State Attorney General Pam Bondi said Wednesday she and the attorneys general of six other states will regroup to consider their options after a federal judge ruled they had no standing, or legal right, to file a lawsuit against the Affordable Care Act’s contraception mandate.
“It’s important for people to understand that the court based its decision on procedural grounds and in no way validated the Obama administration’s policy, which clearly infringes the religious liberty guaranteed by our Constitution,” Bondi said in a statement provided by spokeswoman Jennifer Meale.
U.S. District Court Judge Warren K. Urbom of Nebraska ruled Tuesday the states failed to prove they would suffer immediate harm once that part of the law is enacted. Besides Florida and Nebraska, the states bringing the lawsuit included Michigan, Ohio, Oklahoma, South Carolina and Texas. Other plaintiffs included three Catholic-affiliated employers from Nebraska, a missionary and a nun.
The sweeping health care law, dubbed “Obamacare” by critics, requires in part contraception coverage be included in employee health care plans. Churches and other houses of worship are exempt from the mandate, but it applies to church-related institutions.
Religious organizations rose up against the mandate, saying it violates freedom of religion.
On the other side of the debate are critics like Planned Parenthood, maintaining attempts to overturn the mandate are an assault on access to women’s preventive care.
A May 22 Gallup poll found 82 percent of Catholics in America and 89 percent of all Americans believe contraception is “morally acceptable.”

Given records:
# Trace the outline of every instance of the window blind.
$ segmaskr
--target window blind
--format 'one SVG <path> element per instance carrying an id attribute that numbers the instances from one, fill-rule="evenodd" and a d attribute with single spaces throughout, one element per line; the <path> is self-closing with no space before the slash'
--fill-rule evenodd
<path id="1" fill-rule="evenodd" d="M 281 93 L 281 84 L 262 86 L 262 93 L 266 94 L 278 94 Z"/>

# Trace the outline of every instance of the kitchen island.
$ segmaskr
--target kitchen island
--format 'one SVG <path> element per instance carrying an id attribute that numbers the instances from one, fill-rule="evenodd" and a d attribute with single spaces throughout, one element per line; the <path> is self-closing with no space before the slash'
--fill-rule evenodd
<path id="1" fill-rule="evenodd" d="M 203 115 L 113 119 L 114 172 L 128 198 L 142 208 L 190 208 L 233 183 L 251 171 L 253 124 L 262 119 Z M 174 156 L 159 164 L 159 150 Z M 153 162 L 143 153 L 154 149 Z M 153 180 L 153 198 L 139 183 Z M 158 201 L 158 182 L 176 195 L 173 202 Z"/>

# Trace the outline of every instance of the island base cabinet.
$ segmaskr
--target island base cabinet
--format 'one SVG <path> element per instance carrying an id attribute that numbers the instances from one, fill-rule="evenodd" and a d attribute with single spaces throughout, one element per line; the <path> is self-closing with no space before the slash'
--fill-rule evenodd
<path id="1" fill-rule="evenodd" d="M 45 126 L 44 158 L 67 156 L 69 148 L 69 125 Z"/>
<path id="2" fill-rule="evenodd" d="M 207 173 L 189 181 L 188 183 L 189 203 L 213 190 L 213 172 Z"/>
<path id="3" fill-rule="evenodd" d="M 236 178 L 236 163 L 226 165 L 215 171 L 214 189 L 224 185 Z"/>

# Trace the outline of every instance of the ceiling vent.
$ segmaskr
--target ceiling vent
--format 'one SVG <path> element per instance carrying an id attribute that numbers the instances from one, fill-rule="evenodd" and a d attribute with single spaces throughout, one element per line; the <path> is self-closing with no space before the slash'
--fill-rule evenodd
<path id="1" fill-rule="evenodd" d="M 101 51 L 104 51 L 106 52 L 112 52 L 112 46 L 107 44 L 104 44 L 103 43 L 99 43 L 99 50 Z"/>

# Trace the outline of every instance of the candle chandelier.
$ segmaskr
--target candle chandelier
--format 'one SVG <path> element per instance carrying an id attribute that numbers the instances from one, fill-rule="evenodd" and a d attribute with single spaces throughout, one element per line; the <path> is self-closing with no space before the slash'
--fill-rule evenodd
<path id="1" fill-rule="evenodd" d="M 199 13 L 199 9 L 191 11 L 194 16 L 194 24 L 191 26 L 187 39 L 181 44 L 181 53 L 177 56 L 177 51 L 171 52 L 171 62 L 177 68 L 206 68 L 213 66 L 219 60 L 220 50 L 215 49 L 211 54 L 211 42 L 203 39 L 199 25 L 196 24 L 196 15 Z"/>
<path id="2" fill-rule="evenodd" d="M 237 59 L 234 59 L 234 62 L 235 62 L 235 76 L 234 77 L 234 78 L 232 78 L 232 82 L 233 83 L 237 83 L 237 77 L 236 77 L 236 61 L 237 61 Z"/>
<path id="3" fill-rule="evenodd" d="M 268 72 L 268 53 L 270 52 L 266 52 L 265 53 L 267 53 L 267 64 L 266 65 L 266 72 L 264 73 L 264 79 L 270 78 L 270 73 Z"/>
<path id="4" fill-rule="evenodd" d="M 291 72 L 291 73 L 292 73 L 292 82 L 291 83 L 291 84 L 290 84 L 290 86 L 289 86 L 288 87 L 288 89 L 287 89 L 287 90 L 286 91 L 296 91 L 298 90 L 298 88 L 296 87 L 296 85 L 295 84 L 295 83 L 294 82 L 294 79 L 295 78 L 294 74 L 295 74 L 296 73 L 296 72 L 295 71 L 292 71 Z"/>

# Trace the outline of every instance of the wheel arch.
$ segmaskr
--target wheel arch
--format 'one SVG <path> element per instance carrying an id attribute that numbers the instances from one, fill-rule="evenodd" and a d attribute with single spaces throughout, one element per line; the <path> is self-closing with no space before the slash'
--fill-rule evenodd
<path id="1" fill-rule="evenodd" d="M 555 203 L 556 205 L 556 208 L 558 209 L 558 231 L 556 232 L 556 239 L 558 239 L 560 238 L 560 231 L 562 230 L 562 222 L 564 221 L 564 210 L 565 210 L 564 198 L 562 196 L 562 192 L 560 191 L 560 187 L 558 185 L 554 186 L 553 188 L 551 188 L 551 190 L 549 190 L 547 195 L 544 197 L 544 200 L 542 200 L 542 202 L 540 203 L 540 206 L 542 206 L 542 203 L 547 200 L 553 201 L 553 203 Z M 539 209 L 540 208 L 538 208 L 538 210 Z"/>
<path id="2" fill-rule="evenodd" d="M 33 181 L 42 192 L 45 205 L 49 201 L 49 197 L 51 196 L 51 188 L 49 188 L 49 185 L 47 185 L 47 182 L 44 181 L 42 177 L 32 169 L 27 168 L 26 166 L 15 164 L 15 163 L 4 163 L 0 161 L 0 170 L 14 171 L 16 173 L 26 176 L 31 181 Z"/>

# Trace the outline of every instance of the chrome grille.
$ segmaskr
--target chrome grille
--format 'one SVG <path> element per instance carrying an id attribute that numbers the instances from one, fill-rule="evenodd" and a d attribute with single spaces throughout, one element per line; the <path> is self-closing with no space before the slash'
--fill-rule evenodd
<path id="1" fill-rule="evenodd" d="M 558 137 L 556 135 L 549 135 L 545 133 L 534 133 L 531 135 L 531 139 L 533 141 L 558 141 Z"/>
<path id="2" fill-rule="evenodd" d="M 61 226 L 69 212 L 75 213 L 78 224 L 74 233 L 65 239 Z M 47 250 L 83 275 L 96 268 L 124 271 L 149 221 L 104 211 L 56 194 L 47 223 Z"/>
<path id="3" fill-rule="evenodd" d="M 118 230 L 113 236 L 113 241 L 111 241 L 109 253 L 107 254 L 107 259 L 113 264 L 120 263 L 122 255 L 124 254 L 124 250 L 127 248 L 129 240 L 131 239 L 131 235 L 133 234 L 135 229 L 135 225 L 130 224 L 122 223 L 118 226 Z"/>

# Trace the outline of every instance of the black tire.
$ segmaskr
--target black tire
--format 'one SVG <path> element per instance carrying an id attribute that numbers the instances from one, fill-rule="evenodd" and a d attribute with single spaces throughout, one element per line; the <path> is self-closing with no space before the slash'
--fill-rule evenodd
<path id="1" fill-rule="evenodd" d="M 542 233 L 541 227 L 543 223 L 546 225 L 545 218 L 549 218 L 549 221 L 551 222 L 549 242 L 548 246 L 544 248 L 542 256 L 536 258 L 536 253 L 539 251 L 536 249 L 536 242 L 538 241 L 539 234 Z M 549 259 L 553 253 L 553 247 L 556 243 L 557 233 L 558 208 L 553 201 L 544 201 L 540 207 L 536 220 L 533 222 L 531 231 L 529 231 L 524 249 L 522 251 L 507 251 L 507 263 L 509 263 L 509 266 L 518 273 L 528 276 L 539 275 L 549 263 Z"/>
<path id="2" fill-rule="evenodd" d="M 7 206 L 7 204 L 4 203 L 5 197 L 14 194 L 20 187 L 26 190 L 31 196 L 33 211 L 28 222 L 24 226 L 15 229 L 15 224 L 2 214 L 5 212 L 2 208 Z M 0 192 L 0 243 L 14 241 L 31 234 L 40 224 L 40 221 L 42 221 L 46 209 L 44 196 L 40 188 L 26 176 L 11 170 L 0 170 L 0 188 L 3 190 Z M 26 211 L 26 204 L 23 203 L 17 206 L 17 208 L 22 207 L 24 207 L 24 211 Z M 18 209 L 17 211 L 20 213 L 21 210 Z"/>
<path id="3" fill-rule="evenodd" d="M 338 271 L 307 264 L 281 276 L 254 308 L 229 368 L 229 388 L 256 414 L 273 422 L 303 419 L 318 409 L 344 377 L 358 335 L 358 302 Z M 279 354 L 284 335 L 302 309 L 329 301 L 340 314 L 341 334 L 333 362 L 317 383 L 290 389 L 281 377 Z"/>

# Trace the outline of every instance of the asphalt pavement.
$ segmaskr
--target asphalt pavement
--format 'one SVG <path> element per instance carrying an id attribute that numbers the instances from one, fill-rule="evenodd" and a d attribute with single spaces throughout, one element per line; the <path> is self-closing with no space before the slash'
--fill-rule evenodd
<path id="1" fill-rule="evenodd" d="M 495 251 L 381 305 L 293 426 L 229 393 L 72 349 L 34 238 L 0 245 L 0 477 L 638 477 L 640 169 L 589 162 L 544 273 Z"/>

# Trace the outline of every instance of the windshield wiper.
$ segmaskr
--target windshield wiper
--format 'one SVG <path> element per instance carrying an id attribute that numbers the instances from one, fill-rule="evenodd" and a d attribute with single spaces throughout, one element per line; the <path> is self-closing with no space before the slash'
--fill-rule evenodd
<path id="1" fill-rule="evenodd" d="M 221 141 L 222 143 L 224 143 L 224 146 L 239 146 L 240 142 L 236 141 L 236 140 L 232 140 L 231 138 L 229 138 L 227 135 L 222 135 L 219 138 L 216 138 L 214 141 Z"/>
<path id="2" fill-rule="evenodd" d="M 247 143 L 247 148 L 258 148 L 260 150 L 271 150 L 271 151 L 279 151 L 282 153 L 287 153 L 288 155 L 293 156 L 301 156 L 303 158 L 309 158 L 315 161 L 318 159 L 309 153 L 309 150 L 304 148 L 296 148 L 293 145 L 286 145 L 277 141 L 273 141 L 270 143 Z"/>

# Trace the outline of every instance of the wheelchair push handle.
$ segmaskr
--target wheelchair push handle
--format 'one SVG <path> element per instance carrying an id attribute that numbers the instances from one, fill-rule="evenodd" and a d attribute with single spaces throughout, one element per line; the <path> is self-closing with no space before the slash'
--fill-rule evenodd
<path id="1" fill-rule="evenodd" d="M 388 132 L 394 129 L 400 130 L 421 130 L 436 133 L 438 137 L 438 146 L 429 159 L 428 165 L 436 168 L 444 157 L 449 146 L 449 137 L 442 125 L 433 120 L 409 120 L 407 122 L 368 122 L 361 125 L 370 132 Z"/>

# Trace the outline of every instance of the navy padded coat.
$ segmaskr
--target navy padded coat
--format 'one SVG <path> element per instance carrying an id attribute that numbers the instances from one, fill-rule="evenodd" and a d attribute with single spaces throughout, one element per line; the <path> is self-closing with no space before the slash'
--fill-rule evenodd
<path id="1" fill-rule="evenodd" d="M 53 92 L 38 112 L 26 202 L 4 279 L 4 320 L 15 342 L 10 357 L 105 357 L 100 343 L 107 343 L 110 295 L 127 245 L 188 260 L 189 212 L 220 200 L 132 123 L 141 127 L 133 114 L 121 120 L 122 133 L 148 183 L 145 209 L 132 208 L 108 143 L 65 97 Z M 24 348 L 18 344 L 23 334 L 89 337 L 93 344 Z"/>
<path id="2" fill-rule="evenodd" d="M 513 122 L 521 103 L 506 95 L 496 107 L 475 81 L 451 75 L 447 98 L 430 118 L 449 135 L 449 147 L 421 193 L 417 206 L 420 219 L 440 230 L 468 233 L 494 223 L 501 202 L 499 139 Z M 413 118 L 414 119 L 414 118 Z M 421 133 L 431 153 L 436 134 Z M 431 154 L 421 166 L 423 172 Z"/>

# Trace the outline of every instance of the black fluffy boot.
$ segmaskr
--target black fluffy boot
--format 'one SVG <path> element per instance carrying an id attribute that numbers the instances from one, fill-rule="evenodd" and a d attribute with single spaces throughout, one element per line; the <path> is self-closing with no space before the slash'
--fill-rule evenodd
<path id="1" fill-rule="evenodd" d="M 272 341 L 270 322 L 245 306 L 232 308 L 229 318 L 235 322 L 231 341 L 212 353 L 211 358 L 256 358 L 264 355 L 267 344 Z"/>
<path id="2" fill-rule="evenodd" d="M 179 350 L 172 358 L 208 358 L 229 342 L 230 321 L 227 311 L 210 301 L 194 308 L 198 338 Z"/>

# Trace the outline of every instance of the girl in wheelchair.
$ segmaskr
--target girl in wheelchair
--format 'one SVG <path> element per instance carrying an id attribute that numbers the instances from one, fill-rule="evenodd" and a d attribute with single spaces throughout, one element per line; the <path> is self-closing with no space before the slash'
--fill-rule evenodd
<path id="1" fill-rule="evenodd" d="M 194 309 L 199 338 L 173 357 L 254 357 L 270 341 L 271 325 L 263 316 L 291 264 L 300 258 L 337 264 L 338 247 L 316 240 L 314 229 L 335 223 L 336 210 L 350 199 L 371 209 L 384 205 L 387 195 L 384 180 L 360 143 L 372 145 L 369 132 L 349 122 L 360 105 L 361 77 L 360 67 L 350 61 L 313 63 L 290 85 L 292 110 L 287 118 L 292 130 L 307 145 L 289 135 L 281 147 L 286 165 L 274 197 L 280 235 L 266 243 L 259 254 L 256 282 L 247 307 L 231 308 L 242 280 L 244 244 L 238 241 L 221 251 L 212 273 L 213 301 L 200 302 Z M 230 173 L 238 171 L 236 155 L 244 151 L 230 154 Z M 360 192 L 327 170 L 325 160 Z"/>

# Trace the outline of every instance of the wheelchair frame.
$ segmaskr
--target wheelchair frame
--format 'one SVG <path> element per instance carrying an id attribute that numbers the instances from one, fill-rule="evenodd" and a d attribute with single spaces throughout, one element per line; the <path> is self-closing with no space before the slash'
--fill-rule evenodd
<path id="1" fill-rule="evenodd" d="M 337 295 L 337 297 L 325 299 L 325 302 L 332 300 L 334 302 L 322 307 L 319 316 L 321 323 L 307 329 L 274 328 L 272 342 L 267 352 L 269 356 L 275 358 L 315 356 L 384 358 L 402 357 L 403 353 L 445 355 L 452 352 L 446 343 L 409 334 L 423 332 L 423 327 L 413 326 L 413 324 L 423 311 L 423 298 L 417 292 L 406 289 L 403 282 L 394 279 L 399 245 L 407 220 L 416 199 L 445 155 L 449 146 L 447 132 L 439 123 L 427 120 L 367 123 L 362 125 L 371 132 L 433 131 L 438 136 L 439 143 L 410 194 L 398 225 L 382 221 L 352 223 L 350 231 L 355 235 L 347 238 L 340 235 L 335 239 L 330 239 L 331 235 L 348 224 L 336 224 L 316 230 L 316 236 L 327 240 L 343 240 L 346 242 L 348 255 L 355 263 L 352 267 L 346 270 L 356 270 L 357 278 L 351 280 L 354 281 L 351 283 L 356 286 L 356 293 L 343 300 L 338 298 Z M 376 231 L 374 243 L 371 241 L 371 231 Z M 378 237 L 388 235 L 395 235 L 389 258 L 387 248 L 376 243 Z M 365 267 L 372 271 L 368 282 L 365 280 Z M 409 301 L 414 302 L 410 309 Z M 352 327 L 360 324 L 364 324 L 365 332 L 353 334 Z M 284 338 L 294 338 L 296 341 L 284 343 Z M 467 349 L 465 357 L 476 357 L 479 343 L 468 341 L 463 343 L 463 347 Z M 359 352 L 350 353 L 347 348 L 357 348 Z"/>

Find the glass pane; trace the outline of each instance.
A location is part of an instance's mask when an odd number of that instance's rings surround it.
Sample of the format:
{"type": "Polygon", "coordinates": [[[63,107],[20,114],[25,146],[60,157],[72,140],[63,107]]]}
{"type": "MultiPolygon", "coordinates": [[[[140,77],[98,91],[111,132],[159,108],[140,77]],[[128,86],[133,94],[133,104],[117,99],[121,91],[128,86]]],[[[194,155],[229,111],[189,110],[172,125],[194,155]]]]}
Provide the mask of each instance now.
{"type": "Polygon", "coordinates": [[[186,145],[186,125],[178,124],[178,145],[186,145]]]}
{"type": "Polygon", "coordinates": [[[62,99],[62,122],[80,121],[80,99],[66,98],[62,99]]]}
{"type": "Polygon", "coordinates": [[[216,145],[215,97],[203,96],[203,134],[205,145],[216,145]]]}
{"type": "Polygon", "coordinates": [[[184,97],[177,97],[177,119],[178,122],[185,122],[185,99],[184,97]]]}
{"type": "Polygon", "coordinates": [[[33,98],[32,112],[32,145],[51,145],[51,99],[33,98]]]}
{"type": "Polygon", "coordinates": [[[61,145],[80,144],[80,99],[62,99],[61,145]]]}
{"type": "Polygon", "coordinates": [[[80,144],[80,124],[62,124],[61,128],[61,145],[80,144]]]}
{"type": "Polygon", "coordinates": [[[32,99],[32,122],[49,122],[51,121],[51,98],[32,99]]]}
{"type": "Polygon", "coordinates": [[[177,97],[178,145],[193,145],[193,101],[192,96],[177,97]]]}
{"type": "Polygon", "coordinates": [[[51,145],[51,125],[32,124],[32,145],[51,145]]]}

Using the information:
1. Revise the article on the contraception mandate lawsuit, starting with "The sweeping health" and going on through "to church-related institutions.", with "church-related institutions" replaced by "religiously affiliated institutions".
2. Answer these questions from the article on the contraception mandate lawsuit:
(a) Which judge ruled against the states, and where does he sit?
(b) What share of Catholics in America said contraception is "morally acceptable" in the May 22 Gallup poll?
(c) Who provided Bondi's statement?
3. Resume the article on the contraception mandate lawsuit after its last sentence.

Your written answers:
1.
The sweeping health care law, dubbed “Obamacare” by critics, requires in part contraception coverage be included in employee health care plans. Churches and other houses of worship are exempt from the mandate, but it applies to religiously affiliated institutions.

2.
(a) U.S. District Court Judge Warren K. Urbom of Nebraska.
(b) 82 percent.
(c) Spokeswoman Jennifer Meale.

3.
The states contended, at least in part, Medicaid enrollment would grow if the coverage requirement leads organizations to stop providing insurance to their employees. Urbom found the states didn’t have legal standing to sue, saying their theory “is based on layers of conjecture.” The states’ complaint “merely offers guesses about how independent actors will respond to the rule and speculation that these responses could cause people to qualify for, and obtain, state benefits that they would not otherwise seek, which will then strain the state’s budgets. This is not sufficient to establish standing.”
Urbom also said President Barack Obama’s administration has agreed to work with religious groups to address their concerns.
But Bondi’s statement noted many other lawsuits remain pending across the country.
They include a separate set of 23 federal lawsuits filed by a total of 43 plaintiffs, including Ave Maria University in Naples, seeking to overturn the contraception coverage requirement. The plaintiffs range from Catholic charities groups to the University of Notre Dame.
Ave Maria President Jim Towey was in the forefront of the flurry of lawsuits, filing in late February. The university has decided to stop offering group health insurance plans to students as of Aug. 15.
The Florida News Service and Associated Press contributed to this report.